Without skipping any entry, transcribe the data word for word.
(Beginning of Entries shown)
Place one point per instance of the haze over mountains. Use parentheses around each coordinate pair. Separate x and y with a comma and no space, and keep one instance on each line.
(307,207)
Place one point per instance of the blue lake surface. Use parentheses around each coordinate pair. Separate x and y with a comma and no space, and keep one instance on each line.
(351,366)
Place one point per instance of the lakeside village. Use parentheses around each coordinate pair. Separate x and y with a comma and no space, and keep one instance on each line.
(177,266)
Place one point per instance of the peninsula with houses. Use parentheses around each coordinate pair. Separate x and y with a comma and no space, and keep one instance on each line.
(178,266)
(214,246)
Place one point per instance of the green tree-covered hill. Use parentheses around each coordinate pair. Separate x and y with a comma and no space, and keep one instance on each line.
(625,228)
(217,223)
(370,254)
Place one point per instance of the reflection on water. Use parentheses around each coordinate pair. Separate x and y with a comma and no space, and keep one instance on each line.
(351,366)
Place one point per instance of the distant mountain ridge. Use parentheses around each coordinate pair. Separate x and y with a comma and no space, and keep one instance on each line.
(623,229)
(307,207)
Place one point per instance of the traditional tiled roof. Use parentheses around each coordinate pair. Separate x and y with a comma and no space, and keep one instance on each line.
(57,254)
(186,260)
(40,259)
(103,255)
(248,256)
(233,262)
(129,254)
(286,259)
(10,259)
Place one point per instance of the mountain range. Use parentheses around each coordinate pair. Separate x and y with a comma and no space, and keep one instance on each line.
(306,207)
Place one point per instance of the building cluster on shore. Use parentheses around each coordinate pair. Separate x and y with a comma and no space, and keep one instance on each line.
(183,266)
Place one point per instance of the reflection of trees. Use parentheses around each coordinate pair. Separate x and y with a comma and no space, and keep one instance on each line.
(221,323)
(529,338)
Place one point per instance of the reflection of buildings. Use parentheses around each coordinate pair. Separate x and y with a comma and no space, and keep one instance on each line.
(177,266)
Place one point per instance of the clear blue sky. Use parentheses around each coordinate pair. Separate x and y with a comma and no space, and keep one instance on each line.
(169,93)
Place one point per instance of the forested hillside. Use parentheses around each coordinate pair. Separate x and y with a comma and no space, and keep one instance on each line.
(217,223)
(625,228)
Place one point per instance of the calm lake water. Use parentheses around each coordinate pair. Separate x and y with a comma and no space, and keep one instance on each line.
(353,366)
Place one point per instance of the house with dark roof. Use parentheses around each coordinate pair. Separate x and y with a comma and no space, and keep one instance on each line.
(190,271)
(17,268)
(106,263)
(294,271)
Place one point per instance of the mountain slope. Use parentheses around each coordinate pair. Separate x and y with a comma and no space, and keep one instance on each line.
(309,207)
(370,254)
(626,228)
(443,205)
(End of Entries shown)
_Exercise output_
Place one point per instance of the haze over mountains. Use parentheses around each coordinate pair. Separate x and y with a comma and no space, and keep one instance on each line.
(307,207)
Place one point per instance of the blue lake surface. Use parentheses around each coordinate pair. Separate x and y with a comma and no space, and keep one instance on each line.
(351,366)
Place one point per instance of the lakeside village. Use parentheses around each coordinate pair. Separate x and y with a comma and no space, and keep one instance on each line.
(177,266)
Place one point per instance of the peninsula with houses. Use parentheses around each coordinate pair. Separate x and y with a comma and no space, and keep one instance on each line.
(178,266)
(214,246)
Place one point per instance of the green tree-covered hill. Use parentheses around each coordinate pair. Separate x and y with a comma and no space, and keep one instance on each line.
(625,228)
(217,223)
(370,254)
Place one point per instance of the reflection on water. Use parentheses around each coordinate pair. Separate x and y with a comma and no space, and keep one instance on each line.
(351,366)
Place one point per instance of the distant mountain ridge. Use parentheses around each coordinate pair. Separate x and y with a comma and no space, and keep one instance on each line.
(623,229)
(307,207)
Place one point per instance of the traditional tiled roof. Use parentheses around each coordinate pair. Separate x and y with a comma and no space, and keep one instance on each line.
(57,254)
(186,260)
(40,259)
(103,255)
(248,256)
(233,262)
(129,254)
(286,259)
(10,259)
Place one point per instance of the mountain range. Use parentheses around each coordinate pair. Separate x and y with a comma and no space, and keep one instance on each line.
(306,207)
Place one point per instance of the building cluster on shore. Use parentheses around each coordinate pair. Separate x and y with a comma and no space, and keep one instance on each line.
(183,266)
Place one point per instance of the reflection of trees. Use parentheses around each coordinate pair. Separate x and y with a comma and no space, and keep one instance on each line.
(221,323)
(529,338)
Place one point per instance of the reflection of buildings. Use parentheses around each coordinate pair. Separate x and y with a comma and no space, and keep one instance on each line.
(177,266)
Place one point per instance of the clear blue sky. Use parentheses around each coordinate pair. Separate x and y with a comma and no space, and keep one instance on each line.
(169,93)
Place one point per instance of the forested hillside. Use parentheses around each coordinate pair. Separate x and y with a comma and no space, and keep one instance on each line.
(217,223)
(625,228)
Place one point per instance of the calm lake water. Use parentheses around each coordinate pair. Separate x and y with a comma and no space, and keep one instance on each line.
(353,366)
Place one point per instance of the house with dark roof. Use parentheses around each coordinate pair. Separate x and y with a comma and no space, and keep one instance on each line.
(190,271)
(17,268)
(106,263)
(294,271)
Place one point per instance of the mountain slope. Use parentheses around each coordinate pair. Separate x and y with a comma and no space, and keep one instance on each line.
(309,207)
(370,254)
(626,228)
(443,205)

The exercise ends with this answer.